[start]

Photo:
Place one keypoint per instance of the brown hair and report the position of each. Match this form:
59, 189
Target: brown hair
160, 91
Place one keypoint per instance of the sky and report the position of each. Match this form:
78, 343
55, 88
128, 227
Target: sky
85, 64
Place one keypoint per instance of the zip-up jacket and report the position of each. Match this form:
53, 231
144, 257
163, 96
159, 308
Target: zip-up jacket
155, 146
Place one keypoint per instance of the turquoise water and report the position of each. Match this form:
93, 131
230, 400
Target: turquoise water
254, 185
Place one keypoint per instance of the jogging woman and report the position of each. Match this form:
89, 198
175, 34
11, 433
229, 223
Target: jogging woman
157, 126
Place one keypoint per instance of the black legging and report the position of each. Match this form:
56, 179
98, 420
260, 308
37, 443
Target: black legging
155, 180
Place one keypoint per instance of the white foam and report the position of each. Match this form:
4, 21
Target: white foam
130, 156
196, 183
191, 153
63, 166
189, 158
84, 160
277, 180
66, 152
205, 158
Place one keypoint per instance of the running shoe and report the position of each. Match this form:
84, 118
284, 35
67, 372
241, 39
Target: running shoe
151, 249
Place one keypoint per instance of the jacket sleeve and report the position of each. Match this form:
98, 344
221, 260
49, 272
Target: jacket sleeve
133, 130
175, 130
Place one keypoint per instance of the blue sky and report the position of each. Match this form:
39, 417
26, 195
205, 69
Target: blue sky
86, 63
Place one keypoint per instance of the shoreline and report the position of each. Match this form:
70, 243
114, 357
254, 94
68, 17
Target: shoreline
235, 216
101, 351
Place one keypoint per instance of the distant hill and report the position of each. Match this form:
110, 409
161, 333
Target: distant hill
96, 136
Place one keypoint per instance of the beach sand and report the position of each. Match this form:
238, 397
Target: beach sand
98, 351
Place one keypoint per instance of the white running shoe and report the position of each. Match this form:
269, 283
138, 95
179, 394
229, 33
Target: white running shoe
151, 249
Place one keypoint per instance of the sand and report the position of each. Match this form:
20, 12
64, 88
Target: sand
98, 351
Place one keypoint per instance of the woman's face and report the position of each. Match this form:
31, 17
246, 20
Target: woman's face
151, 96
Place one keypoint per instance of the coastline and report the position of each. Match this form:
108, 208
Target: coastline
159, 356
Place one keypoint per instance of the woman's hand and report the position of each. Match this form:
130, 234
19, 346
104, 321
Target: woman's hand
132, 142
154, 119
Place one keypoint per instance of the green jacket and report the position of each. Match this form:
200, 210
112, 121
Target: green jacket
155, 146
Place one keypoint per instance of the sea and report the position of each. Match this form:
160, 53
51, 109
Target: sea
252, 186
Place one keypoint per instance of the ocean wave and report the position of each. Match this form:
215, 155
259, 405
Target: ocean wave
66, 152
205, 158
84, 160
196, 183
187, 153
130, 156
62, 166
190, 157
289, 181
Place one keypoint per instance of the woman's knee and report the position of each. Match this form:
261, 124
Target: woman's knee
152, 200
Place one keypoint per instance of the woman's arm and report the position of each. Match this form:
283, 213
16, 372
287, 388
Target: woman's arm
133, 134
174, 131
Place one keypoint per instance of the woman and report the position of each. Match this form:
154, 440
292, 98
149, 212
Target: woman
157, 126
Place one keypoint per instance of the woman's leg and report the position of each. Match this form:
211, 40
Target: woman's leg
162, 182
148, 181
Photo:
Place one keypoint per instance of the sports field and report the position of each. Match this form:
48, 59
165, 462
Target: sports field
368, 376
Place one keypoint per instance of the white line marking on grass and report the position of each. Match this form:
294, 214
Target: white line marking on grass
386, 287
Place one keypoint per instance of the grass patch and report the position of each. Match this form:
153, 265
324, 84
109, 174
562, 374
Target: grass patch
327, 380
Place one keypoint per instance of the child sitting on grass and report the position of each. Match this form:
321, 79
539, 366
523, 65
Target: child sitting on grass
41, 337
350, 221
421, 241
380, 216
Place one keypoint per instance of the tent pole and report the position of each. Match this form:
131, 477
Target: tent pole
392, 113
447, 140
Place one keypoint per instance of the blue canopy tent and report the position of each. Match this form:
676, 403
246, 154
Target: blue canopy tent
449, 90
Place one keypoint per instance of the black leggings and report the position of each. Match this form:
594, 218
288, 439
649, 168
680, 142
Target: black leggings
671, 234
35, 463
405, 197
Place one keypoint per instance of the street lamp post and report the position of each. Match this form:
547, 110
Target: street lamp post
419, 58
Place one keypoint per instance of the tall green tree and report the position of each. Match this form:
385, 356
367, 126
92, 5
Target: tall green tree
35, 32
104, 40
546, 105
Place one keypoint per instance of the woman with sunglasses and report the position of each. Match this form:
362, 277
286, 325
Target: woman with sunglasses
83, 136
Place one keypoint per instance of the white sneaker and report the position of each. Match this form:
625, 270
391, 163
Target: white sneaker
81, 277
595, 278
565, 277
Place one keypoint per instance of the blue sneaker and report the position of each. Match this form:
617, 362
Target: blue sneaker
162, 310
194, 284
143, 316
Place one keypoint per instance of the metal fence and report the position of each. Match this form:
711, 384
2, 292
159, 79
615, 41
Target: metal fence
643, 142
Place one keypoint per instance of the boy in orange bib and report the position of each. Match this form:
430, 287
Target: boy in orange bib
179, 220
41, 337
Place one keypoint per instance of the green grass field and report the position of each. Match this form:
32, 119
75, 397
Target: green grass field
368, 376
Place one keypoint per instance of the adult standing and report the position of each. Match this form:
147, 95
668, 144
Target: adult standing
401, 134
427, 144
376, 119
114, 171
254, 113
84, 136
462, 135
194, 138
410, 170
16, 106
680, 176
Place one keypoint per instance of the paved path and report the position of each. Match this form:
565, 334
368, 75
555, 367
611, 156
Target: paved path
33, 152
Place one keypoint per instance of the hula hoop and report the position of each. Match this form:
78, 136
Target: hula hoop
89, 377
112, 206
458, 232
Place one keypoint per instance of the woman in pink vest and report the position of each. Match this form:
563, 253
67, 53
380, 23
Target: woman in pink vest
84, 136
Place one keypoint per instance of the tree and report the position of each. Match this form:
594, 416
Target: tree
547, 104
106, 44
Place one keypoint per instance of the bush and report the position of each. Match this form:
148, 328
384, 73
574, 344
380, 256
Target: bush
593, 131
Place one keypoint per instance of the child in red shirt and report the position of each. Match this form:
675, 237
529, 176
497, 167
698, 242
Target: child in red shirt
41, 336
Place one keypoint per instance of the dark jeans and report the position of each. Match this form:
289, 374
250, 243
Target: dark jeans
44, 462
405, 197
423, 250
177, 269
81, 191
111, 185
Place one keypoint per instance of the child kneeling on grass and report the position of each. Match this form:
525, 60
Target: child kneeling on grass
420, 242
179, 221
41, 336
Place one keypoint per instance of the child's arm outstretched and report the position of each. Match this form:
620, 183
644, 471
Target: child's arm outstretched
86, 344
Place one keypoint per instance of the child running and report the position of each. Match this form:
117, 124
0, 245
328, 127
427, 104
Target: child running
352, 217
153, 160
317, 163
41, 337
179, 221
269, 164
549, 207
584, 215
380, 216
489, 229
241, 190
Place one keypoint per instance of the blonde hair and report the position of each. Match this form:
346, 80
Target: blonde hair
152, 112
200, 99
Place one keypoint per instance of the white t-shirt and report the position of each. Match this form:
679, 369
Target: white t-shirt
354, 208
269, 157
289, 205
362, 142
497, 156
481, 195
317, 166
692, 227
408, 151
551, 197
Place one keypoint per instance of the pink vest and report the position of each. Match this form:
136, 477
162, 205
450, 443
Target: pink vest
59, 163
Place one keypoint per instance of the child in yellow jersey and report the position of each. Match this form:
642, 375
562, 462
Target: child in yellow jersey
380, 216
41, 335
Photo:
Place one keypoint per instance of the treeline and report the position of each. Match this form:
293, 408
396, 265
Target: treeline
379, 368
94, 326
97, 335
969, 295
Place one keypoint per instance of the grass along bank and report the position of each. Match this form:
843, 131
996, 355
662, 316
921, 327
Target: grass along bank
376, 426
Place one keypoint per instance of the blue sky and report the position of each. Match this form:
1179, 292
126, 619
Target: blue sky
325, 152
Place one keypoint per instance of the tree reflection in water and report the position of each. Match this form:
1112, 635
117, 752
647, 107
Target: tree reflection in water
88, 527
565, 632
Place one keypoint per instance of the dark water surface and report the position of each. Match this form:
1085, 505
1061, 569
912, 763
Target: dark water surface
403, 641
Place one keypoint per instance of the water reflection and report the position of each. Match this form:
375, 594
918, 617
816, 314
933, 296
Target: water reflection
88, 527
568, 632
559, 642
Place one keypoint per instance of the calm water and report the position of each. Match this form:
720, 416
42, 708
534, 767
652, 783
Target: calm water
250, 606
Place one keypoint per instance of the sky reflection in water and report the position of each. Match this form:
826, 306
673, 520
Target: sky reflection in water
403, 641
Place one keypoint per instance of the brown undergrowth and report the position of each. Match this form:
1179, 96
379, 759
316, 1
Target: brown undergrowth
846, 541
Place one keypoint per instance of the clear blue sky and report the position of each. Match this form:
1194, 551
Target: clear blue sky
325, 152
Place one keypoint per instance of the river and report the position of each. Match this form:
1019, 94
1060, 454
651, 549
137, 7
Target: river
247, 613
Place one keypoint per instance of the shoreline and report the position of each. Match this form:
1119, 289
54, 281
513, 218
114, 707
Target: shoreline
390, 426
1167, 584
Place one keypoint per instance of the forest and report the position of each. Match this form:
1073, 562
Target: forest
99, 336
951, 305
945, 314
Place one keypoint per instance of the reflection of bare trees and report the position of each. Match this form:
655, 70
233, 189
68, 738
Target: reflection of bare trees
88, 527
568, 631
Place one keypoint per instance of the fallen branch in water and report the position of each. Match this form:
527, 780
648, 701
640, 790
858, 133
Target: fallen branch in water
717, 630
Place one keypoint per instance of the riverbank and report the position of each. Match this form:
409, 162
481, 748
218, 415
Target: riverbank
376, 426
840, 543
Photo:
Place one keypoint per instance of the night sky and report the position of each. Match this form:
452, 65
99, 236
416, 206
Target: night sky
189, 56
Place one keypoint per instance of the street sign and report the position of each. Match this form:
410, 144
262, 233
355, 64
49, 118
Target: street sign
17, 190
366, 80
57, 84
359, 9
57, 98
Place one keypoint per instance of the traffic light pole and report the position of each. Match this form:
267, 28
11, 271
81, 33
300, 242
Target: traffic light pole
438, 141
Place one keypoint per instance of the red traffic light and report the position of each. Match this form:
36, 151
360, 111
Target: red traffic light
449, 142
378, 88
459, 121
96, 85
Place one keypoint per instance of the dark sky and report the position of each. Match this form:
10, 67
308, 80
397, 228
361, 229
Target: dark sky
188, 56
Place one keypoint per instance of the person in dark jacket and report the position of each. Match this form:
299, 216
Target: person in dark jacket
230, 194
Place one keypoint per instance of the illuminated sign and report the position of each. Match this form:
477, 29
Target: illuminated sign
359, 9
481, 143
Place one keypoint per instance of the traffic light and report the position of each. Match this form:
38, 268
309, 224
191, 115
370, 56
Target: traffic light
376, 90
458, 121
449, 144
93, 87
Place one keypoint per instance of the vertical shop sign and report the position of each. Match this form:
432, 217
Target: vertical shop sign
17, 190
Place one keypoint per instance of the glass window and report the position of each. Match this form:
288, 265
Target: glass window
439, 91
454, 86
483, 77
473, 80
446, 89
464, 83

[end]

*What is needed*
Set down exactly what runs from the line with "Place one keypoint per instance of the dark sky" to the last line of the data above, including both of those lines and no others.

*Full response*
Place one keypoint per instance of the dark sky and report the position of each. Match this form:
10, 67
308, 80
397, 228
361, 229
Target: dark sky
188, 56
Place one keypoint per instance of the person in dark jacket and report the position of each. Match this form:
299, 216
Target: person in dark jacket
230, 194
Place one keypoint per instance of the illuminated sign and report the position of each. Match this form:
477, 29
Target: illuminated sign
359, 9
481, 143
Place one keypoint per instance of the traffic light and report the position of each. Match this form:
38, 268
309, 224
191, 115
370, 56
Target: traffic light
376, 90
458, 121
449, 144
93, 87
Place one keypoint per instance of the vertical shop sign and report the position of each. Match this form:
432, 217
Target: vertical shop sign
17, 190
Place one keypoint per instance of the glass window and report the position of each. Match this form:
288, 265
Target: glass window
439, 91
454, 86
483, 77
473, 80
446, 89
464, 83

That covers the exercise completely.